> _TASK GOAL_
Each entry is to be retyped exactly as it stands.

> _DATA_
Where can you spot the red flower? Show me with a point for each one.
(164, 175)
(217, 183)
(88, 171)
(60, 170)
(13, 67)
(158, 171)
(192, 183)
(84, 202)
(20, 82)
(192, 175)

> _RESULT_
Where can you spot the red flower? Show me with a point for each one.
(164, 175)
(217, 183)
(88, 171)
(60, 170)
(13, 67)
(158, 171)
(192, 183)
(84, 202)
(20, 82)
(192, 175)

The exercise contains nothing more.